(Quelques enregistrements)
━━━━
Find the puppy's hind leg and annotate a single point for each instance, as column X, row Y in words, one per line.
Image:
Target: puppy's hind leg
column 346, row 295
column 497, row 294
━━━━
• **ÉNONCÉ**
Recopiez mot pour mot chaque ligne des enregistrements ci-dessus, sans rien y changer.

• **RÉPONSE RÉDIGÉE**
Find the puppy's hind leg and annotate a single point for each instance, as column X, row Y in words, one per line.
Image:
Target: puppy's hind leg
column 346, row 295
column 497, row 294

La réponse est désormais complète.